▶ _Job 1_
Repeat the Clean Architecture article word for word, starting with "As he clearly" and going on through "describe similar architectures.".
▶ _Job 2_
Carry on writing the Clean Architecture article, picking up right after its last sentence.

▶ _Source extract_
In 2015 I was introduced by my friend Roberto Ciatti to the concept of Clean Architecture, as it is called by Robert Martin. The well-known Uncle Bob talks a lot about this concept at conferences and wrote some very interesting posts about it. What he calls "Clean Architecture" is a way of structuring a software system, a set of consideration (more than strict rules) about the different layers and the role of the actors in it.
As he clearly states in a post aptly titled The Clean Architecture, the idea behind this design is not new. As a matter of fact, it is a set of concepts that have been pushed by many software engineers over the last 3 decades. One of the first implementations may be found in the Boundary-Control-Entity model proposed by Ivar Jacobson in his masterpiece Object-Oriented Software Engineering: A Use Case Driven Approach published in 1992, but Martin lists other more recent versions of this architecture.
I will not repeat here what he had already explained better than I can do, so I will just point out some resources you may check to start exploring these concepts:
- The Clean Architecture a post by Robert Martin that concisely describes the goals of the architecture. It also lists resources that describe similar architectures.
- The Open Closed Principle a post by Robert Martin not strictly correlated with the Clean Architecture concept but important for the separation concept.
- Hakka Labs: Robert "Uncle Bob" Martin - Architecture: The Lost Years a video of Robert Martin from Hakka Labs.
- DDD & Testing Strategy by Lauri Taimila
- Clean Architecture by Robert Martin, published by Prentice Hall.
A day in the life of a clean system¶
I will introduce here a (very simple) system designed with a clean architecture. The purpose of this section is to familiarise with main concepts like separation of concerns and inversion of control, which are paramount in system design. While I describe how data flows in the system, I will purposefully omit details, so that we can focus on the global idea and not worry too much about the implementation.

▶ _Data lines_
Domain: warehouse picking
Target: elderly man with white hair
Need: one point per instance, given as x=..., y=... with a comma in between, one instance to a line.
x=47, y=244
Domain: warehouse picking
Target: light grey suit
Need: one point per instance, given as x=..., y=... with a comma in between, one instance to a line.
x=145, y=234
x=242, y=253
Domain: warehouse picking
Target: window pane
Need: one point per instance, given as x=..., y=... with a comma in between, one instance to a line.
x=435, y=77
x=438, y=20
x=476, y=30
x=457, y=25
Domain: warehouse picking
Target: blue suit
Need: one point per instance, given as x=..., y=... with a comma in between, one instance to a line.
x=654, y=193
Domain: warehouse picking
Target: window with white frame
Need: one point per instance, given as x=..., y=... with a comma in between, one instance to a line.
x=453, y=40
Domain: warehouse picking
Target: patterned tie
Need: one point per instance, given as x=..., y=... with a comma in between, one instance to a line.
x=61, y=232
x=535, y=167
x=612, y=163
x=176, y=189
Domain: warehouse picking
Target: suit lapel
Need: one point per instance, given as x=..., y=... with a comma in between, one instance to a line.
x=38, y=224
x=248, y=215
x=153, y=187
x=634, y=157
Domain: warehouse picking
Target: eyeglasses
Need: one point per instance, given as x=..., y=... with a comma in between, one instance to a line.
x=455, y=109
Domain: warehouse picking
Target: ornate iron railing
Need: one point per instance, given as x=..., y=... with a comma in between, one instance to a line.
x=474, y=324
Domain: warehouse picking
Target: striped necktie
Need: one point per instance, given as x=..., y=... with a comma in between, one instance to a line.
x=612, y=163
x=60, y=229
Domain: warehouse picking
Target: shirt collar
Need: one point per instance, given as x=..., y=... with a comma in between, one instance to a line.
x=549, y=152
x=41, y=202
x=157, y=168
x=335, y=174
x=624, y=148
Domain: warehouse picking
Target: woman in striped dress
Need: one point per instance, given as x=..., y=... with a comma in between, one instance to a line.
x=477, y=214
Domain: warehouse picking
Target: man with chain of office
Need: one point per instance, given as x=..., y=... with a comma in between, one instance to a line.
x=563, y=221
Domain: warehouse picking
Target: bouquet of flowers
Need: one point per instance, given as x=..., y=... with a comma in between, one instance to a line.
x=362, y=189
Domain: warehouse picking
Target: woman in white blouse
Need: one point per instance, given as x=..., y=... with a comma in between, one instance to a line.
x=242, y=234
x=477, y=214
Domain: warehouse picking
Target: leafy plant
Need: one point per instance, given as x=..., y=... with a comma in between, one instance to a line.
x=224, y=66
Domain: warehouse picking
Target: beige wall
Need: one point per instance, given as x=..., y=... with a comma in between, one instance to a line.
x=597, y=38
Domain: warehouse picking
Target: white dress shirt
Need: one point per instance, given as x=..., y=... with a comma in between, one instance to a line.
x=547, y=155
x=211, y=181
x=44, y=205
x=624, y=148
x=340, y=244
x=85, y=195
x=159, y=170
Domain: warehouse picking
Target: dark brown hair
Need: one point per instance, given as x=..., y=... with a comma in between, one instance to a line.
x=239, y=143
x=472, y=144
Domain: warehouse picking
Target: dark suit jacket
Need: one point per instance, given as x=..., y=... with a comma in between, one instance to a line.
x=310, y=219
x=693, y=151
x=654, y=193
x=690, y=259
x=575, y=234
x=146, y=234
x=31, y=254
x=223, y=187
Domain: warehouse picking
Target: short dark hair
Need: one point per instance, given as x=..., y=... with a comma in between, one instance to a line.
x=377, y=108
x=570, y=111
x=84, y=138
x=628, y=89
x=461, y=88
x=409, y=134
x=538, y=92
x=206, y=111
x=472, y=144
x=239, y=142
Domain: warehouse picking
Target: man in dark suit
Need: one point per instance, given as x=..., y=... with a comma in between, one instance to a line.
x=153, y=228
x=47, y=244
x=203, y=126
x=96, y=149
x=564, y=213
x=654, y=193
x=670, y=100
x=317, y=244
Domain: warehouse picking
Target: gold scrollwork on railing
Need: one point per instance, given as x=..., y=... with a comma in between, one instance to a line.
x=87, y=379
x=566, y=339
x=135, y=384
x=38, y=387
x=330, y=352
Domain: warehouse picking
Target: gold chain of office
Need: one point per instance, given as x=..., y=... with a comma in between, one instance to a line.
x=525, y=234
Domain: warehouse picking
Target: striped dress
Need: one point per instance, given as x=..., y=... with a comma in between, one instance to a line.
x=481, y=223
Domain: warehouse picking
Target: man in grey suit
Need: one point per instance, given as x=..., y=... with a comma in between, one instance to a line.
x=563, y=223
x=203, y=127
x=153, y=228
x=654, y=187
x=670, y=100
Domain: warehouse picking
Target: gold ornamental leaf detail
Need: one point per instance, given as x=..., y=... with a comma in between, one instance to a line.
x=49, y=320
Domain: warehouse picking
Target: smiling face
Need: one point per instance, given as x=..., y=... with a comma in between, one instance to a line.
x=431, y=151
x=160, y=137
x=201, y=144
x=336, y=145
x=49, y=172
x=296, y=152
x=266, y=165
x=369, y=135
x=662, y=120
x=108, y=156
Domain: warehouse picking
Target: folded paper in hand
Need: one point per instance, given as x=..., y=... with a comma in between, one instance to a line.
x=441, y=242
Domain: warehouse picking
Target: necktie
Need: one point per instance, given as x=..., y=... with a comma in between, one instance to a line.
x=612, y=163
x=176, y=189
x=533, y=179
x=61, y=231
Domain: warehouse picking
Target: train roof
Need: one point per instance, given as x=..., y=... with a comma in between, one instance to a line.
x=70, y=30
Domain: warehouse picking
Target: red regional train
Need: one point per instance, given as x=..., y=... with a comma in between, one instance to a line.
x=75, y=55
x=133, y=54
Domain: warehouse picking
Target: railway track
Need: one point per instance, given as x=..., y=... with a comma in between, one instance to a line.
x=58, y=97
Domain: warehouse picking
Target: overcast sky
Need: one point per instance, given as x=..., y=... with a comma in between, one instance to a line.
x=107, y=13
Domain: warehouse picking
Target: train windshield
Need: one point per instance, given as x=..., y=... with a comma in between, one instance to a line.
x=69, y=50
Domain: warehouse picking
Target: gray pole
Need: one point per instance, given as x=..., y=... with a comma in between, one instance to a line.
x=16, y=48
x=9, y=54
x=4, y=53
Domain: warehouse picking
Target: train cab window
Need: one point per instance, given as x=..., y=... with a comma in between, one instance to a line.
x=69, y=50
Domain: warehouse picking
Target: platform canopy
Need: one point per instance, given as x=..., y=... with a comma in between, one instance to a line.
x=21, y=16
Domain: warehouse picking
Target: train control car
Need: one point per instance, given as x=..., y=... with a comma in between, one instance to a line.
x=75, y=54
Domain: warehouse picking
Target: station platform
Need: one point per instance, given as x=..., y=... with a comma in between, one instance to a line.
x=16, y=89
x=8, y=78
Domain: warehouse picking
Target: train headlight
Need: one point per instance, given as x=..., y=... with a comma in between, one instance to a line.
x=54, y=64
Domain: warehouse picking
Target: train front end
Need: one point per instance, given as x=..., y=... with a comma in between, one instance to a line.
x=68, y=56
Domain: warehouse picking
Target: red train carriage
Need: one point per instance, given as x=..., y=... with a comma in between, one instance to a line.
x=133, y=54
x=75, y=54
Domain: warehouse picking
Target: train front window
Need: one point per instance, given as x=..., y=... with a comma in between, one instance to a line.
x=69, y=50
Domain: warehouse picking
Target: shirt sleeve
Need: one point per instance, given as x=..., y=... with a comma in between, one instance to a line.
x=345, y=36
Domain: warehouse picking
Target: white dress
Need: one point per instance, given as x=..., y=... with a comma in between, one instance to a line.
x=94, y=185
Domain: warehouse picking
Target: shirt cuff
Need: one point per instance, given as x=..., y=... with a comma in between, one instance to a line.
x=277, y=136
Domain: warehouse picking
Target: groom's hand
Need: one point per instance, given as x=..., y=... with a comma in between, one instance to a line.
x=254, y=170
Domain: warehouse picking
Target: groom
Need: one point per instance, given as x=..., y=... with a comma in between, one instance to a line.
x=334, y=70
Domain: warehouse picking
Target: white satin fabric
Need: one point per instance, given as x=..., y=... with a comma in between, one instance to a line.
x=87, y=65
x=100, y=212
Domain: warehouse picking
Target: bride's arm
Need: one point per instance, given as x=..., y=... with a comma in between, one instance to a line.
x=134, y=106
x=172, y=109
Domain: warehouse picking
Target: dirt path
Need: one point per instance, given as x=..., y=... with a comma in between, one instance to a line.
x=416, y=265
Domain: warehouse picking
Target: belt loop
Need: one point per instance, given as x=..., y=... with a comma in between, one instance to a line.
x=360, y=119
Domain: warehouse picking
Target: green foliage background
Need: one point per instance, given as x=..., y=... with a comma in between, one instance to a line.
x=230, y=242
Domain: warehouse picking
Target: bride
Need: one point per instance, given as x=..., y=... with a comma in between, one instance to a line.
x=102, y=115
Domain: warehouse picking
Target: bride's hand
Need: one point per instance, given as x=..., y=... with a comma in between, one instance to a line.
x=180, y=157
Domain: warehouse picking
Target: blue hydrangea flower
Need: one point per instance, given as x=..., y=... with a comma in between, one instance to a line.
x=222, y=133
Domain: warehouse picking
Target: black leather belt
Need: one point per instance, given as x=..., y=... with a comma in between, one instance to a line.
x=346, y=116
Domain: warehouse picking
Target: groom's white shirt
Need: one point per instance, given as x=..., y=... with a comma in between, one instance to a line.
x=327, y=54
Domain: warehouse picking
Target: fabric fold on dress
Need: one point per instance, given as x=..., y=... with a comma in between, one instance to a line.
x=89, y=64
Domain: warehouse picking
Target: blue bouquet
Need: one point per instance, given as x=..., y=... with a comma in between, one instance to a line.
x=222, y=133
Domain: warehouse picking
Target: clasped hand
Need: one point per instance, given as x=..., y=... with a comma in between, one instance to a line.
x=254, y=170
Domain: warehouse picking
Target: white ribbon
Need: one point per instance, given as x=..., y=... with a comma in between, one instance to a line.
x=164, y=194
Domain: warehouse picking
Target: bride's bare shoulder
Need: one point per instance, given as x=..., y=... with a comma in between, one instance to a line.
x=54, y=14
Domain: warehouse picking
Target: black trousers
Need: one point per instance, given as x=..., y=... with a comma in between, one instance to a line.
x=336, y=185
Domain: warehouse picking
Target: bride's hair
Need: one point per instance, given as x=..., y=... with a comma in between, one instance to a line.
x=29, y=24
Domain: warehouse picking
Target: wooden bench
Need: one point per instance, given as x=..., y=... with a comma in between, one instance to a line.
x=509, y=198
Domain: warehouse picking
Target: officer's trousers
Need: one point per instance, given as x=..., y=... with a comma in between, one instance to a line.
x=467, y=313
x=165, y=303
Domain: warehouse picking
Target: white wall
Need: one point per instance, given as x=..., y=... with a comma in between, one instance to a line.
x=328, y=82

▶ _Reply 1_
As he clearly states in a post aptly titled The Clean Architecture, the idea behind this design is not new. As a matter of fact, it is a set of concepts that have been pushed by many software engineers over the last 3 decades. One of the first implementations may be found in the Boundary-Control-Entity model proposed by Ivar Jacobson in his masterpiece Object-Oriented Software Engineering: A Use Case Driven Approach published in 1992, but Martin lists other more recent versions of this architecture.
I will not repeat here what he had already explained better than I can do, so I will just point out some resources you may check to start exploring these concepts:
- The Clean Architecture a post by Robert Martin that concisely describes the goals of the architecture. It also lists resources that describe similar architectures.

▶ _Reply 2_
The data flow
In the rest of the book, we will design together part of a simple web application that provides a room renting system. So, let's consider that our "Rent-o-Matic" application (inspired by the Sludge-O-Matic™ from Day of the Tentacle) is running at https://www.rentomatic.com, and that a user wants to see the available rooms. They open the browser and type the address, then clicking on menus and buttons they reach the page with the list of all the rooms that our company rents.
Let's assume that this URL is
/rooms?status=available. When the user's browser accesses that URL, an HTTP request reaches our system, where there is a component that is waiting for HTTP connections. Let's call this component "web framework".
The purpose of the web framework is to understand the HTTP request and to retrieve the data that we need to provide a response. In this simple case there are two important parts of the request, namely the endpoint itself (
/rooms), and a single query string parameter,
status=available. Endpoints are like commands for our system, so when a user accesses one of them, they signal to the system that a specific service has been requested, which in this case is the list of all the rooms that are available for rent.
The domain in which the web framework operates is that of the HTTP protocol, so when the web framework has decoded the request it should pass the relevant information to another component that will process it. This other component is called use case, and it is the crucial and most important component of the whole clean system as it implements the business logic.
The business logic is an important concept in system design. You are creating a system because you have some knowledge that you think might be useful to the world, or at the very least marketable. This knowledge is, at the end of the day, a way to process data, a way to extract or present data that maybe others don't have. A search engine can find all the web pages that are related to the terms in a query, a social network shows you the posts of people you follow and sorts them according to a specific algorithm, a travel company finds the best options for your journey between two locations, and so on. All these are good examples of business logic.
Business logic is the specific algorithm or process that you want to implement, the way you transform data to provide a service. It is the most important part of the system.
The use case implements a very specific part of the whole business logic. In this case we have a use case to search for rooms with a given value of the parameter
status. This means that the use case has to extract all the rooms that are managed by our company and filter them to show only the ones that are available.
Why can't the web framework do it? Well, the main purpose of a good system architecture is to separate concerns, that is to keep different responsibilities and domains separated. The web framework is there to process the HTTP protocol, and is maintained by programmers that are concerned with that specific part of the system, and adding the business logic to it mixes two very different fields.
Different parts a system should manage different parts of the process. Whenever two separate parts of a system work on the same data or the same part of a process they are coupled. While coupling is unavoidable, the higher the coupling between two components the harder is to change one without affecting the other.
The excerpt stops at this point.